Written instruction:
Which lines of the material contain the string "napkin"? Show each one in full, treating case as significant.
------------------------------------------------------------
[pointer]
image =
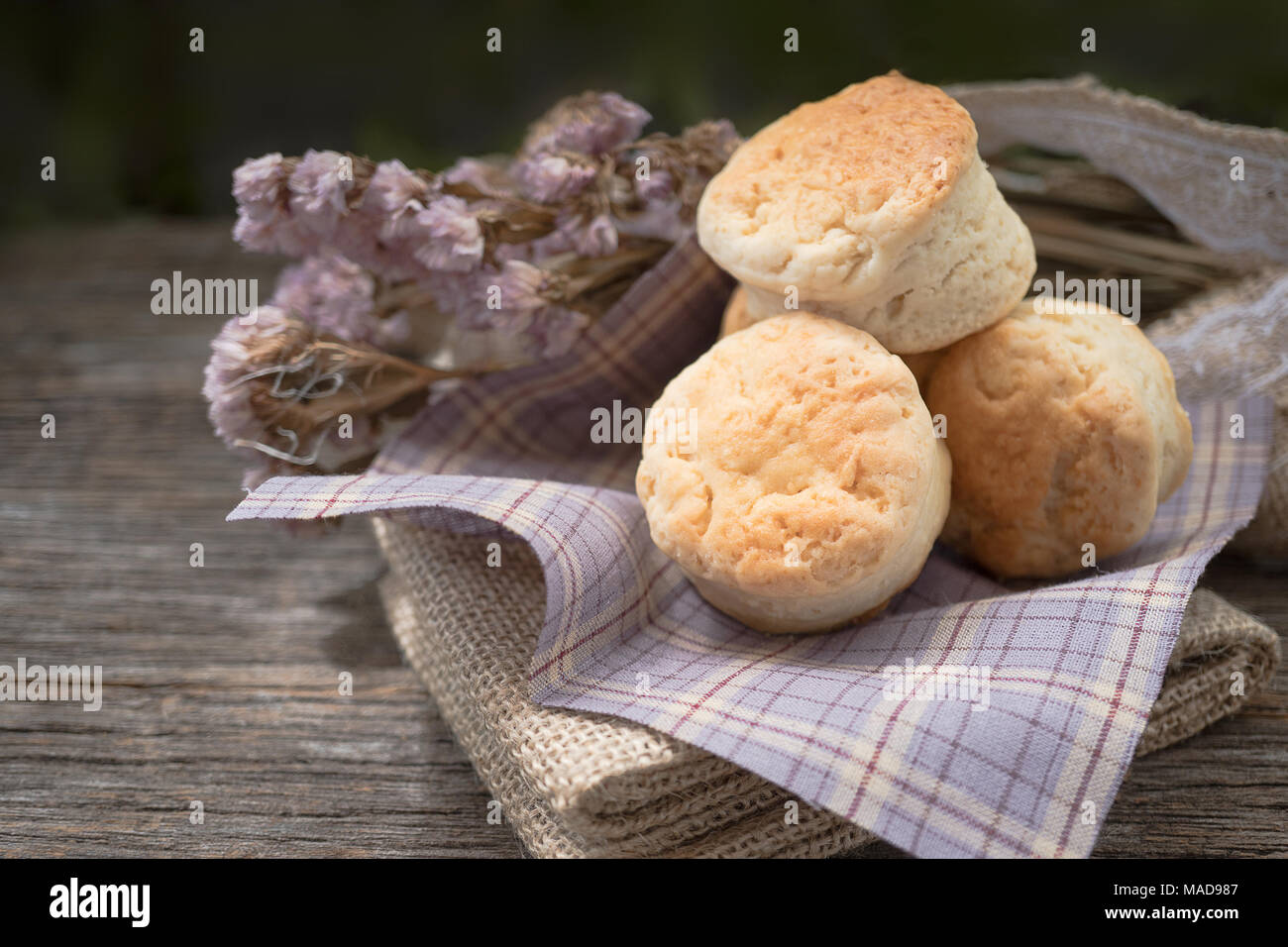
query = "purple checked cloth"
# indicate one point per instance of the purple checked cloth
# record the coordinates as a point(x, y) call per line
point(1026, 764)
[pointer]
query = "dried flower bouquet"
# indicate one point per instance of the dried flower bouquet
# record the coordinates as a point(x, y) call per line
point(410, 278)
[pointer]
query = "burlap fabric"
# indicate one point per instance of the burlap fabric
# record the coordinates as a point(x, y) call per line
point(1235, 339)
point(578, 785)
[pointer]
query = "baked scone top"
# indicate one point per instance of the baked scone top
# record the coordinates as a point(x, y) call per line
point(809, 458)
point(812, 197)
point(1064, 429)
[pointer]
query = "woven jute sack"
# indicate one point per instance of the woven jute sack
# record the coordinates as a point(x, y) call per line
point(585, 785)
point(1234, 339)
point(1231, 342)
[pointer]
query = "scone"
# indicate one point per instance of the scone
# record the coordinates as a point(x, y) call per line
point(810, 487)
point(1064, 431)
point(735, 318)
point(876, 208)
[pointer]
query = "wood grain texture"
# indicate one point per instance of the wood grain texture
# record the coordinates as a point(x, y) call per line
point(222, 684)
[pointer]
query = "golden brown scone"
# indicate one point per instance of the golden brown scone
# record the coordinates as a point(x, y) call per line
point(1064, 429)
point(809, 488)
point(876, 208)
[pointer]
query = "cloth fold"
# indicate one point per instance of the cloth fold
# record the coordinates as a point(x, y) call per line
point(574, 784)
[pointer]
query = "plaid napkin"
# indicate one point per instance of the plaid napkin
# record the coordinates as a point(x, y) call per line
point(969, 719)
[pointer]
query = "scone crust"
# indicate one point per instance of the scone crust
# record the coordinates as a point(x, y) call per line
point(1064, 431)
point(806, 434)
point(804, 200)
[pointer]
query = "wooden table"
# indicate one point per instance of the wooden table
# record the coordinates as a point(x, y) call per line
point(220, 684)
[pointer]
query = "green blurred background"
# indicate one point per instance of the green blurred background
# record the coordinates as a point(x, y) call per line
point(141, 125)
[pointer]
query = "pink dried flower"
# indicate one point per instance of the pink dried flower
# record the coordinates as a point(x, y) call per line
point(454, 240)
point(320, 188)
point(552, 178)
point(335, 295)
point(589, 124)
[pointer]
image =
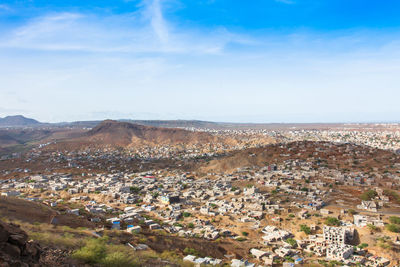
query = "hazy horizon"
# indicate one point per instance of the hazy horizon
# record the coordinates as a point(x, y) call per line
point(275, 61)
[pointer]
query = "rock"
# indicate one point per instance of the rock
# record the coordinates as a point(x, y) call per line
point(17, 239)
point(3, 235)
point(12, 250)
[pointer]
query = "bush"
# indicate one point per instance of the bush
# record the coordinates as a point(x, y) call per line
point(372, 227)
point(363, 245)
point(118, 259)
point(332, 221)
point(304, 228)
point(93, 252)
point(394, 219)
point(352, 212)
point(186, 214)
point(291, 242)
point(368, 195)
point(190, 251)
point(393, 228)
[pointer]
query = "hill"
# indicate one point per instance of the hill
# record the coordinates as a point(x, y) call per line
point(17, 121)
point(125, 134)
point(329, 155)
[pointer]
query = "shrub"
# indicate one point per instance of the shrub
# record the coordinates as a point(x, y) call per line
point(190, 251)
point(372, 227)
point(363, 245)
point(352, 212)
point(368, 195)
point(291, 242)
point(393, 228)
point(332, 221)
point(394, 219)
point(118, 259)
point(304, 228)
point(93, 252)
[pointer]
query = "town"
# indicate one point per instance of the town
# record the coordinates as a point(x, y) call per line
point(328, 201)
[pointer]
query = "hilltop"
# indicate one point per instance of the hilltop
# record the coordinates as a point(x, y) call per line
point(125, 134)
point(17, 120)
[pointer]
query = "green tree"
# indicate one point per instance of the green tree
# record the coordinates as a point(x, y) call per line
point(368, 195)
point(304, 228)
point(332, 221)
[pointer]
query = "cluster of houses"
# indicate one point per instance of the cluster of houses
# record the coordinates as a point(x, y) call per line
point(175, 202)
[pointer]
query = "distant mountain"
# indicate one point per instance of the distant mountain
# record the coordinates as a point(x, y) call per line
point(124, 134)
point(17, 120)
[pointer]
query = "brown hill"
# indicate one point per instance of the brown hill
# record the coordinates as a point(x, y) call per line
point(15, 249)
point(330, 155)
point(124, 134)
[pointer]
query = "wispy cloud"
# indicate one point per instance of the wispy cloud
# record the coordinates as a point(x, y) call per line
point(5, 7)
point(145, 31)
point(288, 2)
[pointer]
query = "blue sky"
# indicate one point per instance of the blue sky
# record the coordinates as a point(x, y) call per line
point(218, 60)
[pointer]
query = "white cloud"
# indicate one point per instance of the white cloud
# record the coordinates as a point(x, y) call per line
point(146, 31)
point(288, 2)
point(5, 7)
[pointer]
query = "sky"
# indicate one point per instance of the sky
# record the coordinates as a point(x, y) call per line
point(256, 61)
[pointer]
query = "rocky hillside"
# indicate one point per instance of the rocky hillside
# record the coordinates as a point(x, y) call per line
point(16, 121)
point(15, 249)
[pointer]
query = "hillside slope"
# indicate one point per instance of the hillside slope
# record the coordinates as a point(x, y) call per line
point(17, 120)
point(111, 133)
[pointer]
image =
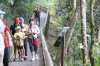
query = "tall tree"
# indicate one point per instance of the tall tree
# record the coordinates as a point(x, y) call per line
point(83, 29)
point(92, 25)
point(68, 34)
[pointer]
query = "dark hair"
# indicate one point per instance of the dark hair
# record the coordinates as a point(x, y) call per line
point(30, 20)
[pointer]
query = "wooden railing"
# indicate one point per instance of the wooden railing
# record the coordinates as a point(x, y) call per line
point(47, 58)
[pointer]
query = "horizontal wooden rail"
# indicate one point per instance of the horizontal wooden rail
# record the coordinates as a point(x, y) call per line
point(47, 58)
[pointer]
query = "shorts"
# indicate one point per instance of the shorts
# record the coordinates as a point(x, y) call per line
point(19, 47)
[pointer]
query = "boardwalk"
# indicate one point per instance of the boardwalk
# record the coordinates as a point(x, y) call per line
point(28, 62)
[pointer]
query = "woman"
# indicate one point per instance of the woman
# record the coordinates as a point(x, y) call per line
point(33, 31)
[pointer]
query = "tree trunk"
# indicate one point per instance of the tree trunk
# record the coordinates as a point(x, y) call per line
point(68, 35)
point(83, 29)
point(92, 33)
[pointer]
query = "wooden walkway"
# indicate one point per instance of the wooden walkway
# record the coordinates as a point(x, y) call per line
point(28, 62)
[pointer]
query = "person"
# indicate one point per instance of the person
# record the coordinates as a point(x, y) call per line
point(32, 29)
point(13, 31)
point(37, 15)
point(7, 40)
point(2, 27)
point(19, 37)
point(24, 30)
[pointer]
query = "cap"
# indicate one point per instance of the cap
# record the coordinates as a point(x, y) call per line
point(18, 27)
point(21, 19)
point(17, 20)
point(2, 12)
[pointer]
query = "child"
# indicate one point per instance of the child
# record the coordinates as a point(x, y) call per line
point(19, 37)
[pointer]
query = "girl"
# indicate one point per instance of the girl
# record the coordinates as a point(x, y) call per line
point(33, 30)
point(19, 37)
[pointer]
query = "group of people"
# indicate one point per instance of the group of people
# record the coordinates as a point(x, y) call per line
point(19, 35)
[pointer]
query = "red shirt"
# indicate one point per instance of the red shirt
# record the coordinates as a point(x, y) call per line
point(5, 38)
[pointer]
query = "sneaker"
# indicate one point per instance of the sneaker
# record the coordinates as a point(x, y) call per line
point(21, 59)
point(15, 59)
point(25, 58)
point(36, 57)
point(33, 58)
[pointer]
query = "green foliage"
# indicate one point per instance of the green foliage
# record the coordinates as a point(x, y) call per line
point(19, 8)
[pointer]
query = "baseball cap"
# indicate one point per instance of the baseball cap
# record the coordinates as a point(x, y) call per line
point(2, 12)
point(17, 20)
point(21, 19)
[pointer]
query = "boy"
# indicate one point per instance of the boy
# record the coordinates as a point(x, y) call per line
point(19, 37)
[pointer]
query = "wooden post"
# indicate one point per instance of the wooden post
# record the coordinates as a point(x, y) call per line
point(62, 53)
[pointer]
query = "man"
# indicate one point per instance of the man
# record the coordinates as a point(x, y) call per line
point(13, 31)
point(2, 26)
point(7, 40)
point(37, 15)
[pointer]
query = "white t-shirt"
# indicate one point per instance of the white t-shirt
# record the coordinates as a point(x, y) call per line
point(34, 29)
point(2, 27)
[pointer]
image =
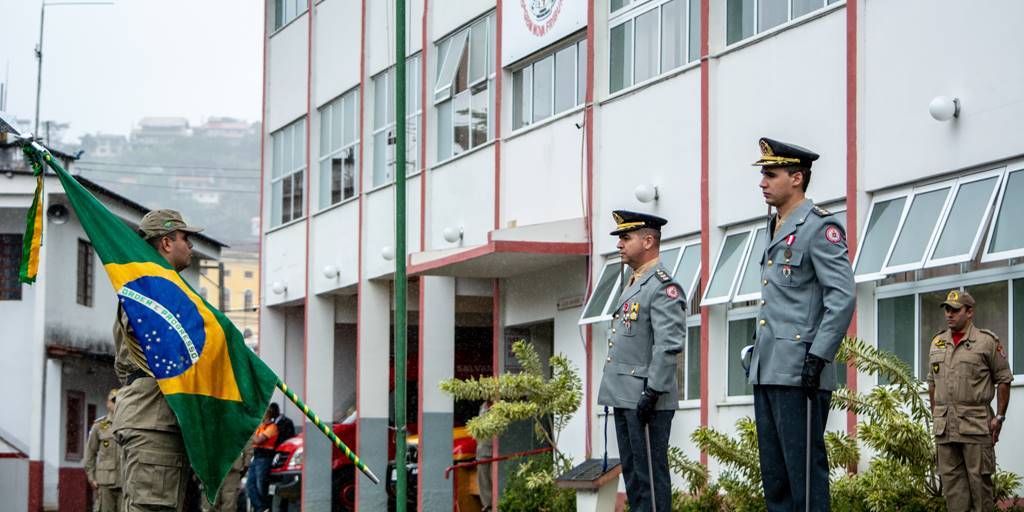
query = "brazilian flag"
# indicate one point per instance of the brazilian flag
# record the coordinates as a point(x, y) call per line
point(216, 386)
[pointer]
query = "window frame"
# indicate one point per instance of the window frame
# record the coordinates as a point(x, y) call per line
point(988, 256)
point(628, 14)
point(979, 237)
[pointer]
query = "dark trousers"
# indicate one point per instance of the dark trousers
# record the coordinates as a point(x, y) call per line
point(257, 479)
point(633, 455)
point(780, 414)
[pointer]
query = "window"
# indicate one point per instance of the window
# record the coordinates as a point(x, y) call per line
point(747, 17)
point(740, 334)
point(286, 10)
point(10, 266)
point(464, 92)
point(550, 85)
point(287, 171)
point(339, 148)
point(85, 272)
point(907, 323)
point(384, 135)
point(930, 225)
point(650, 38)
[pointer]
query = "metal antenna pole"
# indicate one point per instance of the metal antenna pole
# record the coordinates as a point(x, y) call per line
point(400, 279)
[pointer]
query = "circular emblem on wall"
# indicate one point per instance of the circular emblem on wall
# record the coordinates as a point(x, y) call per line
point(540, 15)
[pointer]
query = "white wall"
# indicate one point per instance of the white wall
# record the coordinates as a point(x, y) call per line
point(790, 87)
point(287, 61)
point(918, 49)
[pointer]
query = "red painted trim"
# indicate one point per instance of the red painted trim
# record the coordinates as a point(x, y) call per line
point(588, 127)
point(262, 172)
point(35, 485)
point(307, 206)
point(358, 257)
point(705, 211)
point(497, 348)
point(499, 19)
point(582, 249)
point(852, 14)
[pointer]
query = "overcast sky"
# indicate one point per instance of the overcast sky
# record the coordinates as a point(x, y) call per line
point(107, 66)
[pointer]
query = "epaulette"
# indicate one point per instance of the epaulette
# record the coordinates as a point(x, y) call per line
point(663, 275)
point(820, 212)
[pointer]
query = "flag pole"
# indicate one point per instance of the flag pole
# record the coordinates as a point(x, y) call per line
point(327, 431)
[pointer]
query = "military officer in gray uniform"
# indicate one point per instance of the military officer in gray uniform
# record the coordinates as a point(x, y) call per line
point(648, 331)
point(807, 303)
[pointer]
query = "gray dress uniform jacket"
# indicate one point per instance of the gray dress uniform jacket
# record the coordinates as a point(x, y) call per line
point(648, 329)
point(807, 298)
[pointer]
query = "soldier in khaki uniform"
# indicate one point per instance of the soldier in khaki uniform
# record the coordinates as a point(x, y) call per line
point(101, 455)
point(154, 463)
point(227, 499)
point(967, 366)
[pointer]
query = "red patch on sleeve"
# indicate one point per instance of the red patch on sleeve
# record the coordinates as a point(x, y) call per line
point(833, 235)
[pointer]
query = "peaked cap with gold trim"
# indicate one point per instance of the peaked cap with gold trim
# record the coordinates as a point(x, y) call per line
point(627, 221)
point(775, 154)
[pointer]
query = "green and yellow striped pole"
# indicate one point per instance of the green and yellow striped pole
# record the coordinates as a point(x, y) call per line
point(327, 431)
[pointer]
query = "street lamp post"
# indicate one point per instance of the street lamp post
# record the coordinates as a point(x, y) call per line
point(39, 51)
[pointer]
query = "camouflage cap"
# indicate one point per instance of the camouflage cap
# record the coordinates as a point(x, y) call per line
point(161, 222)
point(957, 299)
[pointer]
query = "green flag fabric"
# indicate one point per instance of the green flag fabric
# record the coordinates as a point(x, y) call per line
point(216, 386)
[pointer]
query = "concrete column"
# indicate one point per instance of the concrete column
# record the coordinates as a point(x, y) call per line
point(372, 389)
point(436, 364)
point(320, 397)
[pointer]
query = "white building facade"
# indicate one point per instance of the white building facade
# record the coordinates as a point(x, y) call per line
point(528, 122)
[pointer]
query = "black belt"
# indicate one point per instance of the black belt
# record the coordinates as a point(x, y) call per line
point(132, 377)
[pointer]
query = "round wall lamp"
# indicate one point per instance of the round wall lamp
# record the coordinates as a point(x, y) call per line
point(279, 288)
point(645, 193)
point(944, 108)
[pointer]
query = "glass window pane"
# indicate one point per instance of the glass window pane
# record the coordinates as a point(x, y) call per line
point(443, 131)
point(895, 317)
point(565, 79)
point(728, 263)
point(1017, 351)
point(673, 34)
point(879, 235)
point(1008, 235)
point(543, 77)
point(686, 272)
point(801, 7)
point(605, 283)
point(751, 282)
point(918, 227)
point(581, 72)
point(740, 335)
point(517, 97)
point(771, 13)
point(645, 54)
point(931, 321)
point(325, 129)
point(692, 363)
point(479, 117)
point(739, 20)
point(621, 57)
point(965, 219)
point(460, 117)
point(693, 32)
------------------------------------------------------------
Task output:
query = "plaid napkin"
# indicate one point per instance of the plaid napkin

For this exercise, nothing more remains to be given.